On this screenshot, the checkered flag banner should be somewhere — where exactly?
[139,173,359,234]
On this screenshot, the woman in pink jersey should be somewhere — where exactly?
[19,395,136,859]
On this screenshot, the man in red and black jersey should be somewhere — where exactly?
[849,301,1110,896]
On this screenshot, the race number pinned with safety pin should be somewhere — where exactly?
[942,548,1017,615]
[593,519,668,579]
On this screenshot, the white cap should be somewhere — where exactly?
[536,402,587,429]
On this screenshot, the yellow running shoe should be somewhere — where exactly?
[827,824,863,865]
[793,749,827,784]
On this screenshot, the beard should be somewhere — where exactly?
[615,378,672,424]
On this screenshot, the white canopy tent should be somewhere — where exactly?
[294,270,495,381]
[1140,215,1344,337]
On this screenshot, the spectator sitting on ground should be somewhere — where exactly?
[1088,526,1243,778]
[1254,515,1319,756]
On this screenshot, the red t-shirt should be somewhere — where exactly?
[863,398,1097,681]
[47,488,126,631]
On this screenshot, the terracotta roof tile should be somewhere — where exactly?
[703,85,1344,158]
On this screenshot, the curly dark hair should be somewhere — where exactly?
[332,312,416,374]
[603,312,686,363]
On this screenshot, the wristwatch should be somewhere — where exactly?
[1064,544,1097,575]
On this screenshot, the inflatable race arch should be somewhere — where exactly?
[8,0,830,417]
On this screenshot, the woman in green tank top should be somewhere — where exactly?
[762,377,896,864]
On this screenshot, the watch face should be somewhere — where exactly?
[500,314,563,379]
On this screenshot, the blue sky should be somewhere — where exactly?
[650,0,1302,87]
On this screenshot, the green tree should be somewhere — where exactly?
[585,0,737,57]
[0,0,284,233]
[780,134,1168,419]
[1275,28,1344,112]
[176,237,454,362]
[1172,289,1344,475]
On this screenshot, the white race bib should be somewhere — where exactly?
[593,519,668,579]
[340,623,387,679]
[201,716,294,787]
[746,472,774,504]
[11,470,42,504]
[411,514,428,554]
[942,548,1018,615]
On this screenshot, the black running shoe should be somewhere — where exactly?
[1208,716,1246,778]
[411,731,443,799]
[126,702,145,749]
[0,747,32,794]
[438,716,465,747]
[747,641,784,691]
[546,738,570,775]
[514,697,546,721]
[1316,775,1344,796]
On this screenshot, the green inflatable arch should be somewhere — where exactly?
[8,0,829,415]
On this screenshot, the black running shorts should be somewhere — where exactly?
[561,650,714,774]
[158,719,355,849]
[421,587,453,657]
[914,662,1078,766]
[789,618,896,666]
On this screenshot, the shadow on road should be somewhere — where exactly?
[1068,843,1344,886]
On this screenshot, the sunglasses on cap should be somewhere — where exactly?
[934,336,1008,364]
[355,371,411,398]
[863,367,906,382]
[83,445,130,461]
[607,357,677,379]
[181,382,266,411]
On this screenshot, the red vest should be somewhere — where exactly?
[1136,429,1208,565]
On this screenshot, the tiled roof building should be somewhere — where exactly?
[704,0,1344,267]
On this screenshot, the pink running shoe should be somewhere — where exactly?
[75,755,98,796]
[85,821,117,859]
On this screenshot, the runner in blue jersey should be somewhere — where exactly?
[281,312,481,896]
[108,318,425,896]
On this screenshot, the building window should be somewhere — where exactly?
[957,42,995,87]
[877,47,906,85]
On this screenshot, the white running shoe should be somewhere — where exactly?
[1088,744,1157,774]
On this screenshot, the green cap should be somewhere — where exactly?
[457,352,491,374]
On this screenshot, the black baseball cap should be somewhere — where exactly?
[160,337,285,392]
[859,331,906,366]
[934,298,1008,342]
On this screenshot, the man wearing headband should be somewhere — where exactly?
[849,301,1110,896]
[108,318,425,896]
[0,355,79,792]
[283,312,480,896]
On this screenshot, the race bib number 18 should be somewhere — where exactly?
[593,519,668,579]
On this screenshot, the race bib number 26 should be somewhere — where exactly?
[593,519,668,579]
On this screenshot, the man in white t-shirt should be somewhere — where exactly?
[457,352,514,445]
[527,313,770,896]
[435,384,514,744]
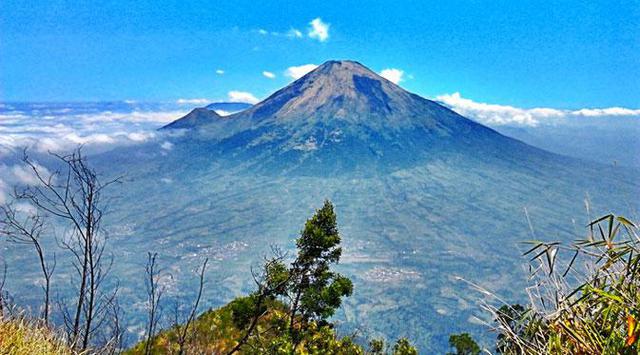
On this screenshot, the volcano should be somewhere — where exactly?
[163,61,546,175]
[8,61,640,353]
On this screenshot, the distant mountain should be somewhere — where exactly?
[161,61,546,174]
[205,102,252,113]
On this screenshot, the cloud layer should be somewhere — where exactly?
[228,91,260,104]
[308,17,330,42]
[435,92,640,126]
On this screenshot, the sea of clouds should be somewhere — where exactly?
[0,93,640,203]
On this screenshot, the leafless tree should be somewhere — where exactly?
[144,253,165,355]
[176,258,209,355]
[0,203,56,324]
[99,290,126,355]
[0,260,7,320]
[16,148,119,350]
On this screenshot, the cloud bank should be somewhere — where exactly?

----

[Aim]: Rescale the stretch from the first of the entries above through the line containing "[536,402,587,429]": restate each line in full, requests included. Multiply every bounding-box coordinate in the answers by 2.45 and round to whole numbers, with halves rounded up.

[Correct output]:
On this screenshot, the checkered flag banner should be somewhere — where exactly?
[341,424,880,573]
On this screenshot, the woman in pink jersey should be somewhere — where exactly?
[47,968,333,2105]
On this screenshot, the man in red and black jersey should be somewhere — where exactly?
[2080,737,2720,2195]
On this screenshot, the race number pinned with safety pin should be somewhere — where exactly?
[2308,1343,2492,1507]
[1453,1272,1637,1419]
On this screenshot, the white cap should be somewhere — where exactly?
[1313,985,1438,1051]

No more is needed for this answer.